● **WHAT NEEDS TO BE DONE**
Your answer must contain only the lines from the one containing "eye in this" through the end of the entries below, reproduced character for character.
━━━ DATA TO PROCESS ━━━
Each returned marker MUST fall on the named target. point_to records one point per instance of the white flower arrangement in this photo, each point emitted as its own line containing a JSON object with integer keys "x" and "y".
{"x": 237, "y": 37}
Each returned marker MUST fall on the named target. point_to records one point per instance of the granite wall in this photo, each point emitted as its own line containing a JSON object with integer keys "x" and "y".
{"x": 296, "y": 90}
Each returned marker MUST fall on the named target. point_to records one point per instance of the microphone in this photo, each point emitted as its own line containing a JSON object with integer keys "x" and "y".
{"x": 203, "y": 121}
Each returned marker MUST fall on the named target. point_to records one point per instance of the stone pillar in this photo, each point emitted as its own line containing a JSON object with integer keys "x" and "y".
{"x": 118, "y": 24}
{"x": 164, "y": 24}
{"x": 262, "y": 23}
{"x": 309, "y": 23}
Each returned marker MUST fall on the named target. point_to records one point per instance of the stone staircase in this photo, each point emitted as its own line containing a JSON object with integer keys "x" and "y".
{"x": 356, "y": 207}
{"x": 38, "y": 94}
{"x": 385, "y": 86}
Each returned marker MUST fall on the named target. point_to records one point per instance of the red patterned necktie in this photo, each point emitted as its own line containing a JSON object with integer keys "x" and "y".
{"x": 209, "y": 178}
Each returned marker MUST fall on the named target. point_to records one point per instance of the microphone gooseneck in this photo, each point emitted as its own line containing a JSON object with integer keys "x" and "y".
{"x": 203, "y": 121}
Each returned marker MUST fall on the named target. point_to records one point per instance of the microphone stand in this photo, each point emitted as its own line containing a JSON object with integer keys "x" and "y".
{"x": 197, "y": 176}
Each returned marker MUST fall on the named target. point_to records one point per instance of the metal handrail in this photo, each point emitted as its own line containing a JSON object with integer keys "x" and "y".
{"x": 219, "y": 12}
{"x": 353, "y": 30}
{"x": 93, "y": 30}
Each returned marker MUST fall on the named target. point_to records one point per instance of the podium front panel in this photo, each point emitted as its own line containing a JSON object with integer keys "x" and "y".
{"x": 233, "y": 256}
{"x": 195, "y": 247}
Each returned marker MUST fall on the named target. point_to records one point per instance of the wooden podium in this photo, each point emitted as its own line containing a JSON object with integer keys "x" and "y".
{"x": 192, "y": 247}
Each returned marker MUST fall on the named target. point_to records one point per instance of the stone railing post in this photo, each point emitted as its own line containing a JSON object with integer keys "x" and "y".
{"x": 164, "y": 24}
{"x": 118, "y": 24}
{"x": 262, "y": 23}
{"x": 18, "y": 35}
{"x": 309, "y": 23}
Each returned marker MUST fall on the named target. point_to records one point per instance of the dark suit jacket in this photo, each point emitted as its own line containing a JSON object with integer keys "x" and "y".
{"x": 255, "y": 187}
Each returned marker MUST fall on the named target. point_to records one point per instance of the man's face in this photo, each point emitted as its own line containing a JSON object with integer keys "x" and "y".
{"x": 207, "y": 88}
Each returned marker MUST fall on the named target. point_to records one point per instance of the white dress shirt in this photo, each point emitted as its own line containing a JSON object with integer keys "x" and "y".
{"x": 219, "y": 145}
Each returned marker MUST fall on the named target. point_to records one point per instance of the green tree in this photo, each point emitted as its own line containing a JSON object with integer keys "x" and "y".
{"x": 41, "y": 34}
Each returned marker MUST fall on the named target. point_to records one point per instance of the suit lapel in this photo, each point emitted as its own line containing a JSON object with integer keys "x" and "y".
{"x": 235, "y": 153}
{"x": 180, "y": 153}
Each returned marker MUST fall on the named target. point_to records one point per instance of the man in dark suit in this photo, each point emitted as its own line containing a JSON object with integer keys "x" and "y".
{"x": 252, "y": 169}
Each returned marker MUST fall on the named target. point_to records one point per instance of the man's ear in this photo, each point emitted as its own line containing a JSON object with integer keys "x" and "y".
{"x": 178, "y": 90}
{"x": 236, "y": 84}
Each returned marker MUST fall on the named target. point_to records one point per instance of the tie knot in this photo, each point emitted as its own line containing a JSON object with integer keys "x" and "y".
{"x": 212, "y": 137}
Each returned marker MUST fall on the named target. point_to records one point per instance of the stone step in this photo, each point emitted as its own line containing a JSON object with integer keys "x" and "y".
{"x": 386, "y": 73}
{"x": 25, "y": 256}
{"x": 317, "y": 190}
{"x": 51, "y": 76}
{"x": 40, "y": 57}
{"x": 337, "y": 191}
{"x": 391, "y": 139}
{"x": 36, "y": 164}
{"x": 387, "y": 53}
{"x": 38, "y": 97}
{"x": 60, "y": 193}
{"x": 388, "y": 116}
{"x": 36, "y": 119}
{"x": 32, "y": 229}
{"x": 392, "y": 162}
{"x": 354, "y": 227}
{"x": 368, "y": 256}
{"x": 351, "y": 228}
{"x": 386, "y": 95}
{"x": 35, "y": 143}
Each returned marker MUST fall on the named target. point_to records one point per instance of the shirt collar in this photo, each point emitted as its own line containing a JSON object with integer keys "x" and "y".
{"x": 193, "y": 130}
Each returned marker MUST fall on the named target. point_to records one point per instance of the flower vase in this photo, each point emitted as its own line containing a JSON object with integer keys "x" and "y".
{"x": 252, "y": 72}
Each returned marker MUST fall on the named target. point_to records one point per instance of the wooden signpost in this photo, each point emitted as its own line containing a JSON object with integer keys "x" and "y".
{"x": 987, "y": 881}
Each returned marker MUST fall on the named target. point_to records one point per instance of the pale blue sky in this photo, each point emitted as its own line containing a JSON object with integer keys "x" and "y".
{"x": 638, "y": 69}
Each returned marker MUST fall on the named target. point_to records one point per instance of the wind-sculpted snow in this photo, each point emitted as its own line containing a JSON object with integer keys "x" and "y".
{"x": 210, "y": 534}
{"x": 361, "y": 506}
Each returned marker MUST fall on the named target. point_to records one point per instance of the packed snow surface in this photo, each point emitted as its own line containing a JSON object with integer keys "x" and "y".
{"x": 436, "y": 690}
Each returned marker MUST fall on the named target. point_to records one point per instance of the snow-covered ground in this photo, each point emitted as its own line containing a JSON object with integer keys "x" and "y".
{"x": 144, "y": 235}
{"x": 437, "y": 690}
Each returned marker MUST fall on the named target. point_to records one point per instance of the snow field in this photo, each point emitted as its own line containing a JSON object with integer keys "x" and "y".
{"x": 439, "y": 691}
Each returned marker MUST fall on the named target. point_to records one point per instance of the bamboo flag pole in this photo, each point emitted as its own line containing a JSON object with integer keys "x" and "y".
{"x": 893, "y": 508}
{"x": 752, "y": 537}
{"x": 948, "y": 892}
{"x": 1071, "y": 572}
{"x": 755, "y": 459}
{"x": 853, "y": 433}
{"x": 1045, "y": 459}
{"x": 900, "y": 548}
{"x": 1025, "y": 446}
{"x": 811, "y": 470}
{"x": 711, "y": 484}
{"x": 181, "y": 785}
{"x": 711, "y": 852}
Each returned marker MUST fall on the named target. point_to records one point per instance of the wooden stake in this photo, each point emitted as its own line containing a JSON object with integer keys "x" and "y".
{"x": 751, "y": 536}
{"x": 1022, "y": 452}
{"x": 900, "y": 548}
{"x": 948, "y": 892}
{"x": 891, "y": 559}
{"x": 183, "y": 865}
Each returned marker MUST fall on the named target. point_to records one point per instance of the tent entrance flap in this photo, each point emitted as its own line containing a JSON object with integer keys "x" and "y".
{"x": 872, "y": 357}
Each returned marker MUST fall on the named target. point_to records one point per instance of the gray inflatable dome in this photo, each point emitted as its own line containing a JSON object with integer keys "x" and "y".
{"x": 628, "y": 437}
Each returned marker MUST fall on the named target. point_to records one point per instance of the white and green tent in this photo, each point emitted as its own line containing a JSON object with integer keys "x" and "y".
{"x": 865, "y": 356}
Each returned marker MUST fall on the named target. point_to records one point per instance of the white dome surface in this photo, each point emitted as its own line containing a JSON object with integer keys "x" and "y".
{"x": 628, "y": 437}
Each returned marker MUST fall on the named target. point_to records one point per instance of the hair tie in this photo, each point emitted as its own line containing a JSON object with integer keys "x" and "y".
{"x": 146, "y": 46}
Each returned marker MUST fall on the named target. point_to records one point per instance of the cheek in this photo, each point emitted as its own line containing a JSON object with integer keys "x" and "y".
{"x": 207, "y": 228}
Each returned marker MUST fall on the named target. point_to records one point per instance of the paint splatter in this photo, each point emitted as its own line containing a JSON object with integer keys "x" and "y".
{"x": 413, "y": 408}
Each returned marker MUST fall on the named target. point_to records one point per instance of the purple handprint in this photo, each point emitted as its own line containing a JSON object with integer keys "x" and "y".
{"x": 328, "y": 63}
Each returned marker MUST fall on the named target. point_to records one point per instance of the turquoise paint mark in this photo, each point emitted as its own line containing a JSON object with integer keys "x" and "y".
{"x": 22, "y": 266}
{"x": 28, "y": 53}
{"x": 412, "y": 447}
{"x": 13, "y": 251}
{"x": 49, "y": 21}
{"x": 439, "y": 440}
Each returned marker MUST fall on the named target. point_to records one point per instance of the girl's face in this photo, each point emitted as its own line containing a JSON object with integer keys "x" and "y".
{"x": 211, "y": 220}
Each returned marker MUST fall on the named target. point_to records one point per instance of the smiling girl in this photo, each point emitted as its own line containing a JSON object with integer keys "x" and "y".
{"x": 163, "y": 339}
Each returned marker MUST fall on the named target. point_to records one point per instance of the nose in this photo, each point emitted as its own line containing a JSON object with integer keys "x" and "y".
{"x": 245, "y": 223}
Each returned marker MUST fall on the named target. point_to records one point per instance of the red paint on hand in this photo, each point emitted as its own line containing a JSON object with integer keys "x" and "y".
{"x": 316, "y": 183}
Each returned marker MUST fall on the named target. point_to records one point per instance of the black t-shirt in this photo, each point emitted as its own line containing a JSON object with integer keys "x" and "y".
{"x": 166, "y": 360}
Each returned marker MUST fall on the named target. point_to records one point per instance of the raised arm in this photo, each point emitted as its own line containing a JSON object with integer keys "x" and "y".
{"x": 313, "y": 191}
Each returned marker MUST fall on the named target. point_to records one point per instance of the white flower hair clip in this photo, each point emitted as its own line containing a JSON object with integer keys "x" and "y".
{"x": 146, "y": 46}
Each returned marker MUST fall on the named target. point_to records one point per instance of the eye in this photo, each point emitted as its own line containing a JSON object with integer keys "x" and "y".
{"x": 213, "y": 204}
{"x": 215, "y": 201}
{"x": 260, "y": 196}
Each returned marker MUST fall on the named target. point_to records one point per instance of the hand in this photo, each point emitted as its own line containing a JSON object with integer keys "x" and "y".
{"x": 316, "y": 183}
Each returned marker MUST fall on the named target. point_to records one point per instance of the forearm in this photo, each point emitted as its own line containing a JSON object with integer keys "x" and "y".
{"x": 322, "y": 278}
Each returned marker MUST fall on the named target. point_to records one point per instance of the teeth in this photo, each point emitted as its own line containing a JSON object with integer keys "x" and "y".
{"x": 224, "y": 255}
━━━
● **REPLY**
Each returned marker MUST fall on the named target. point_to records one point per instance of the eye in this photo, each point emitted as its own line containing a JSON object with integer keys "x" and "y".
{"x": 213, "y": 204}
{"x": 215, "y": 201}
{"x": 260, "y": 196}
Each returned marker MUST fall on the named target. point_to records one point per instance of the hand in this photo, each point emitted as its own line containing a JSON object with integer keys "x" and "y".
{"x": 316, "y": 183}
Each returned marker MUST fall on the named target. point_to records one point per instance of the forearm in this photo, each point emitted as its own line containing a JSON object with integer keys "x" and "y".
{"x": 322, "y": 278}
Each returned marker MUST fall on the named target. point_to records one point per instance of the teeth in this photo, each point emitted as its own line containing a JSON object with integer keys "x" and "y".
{"x": 224, "y": 255}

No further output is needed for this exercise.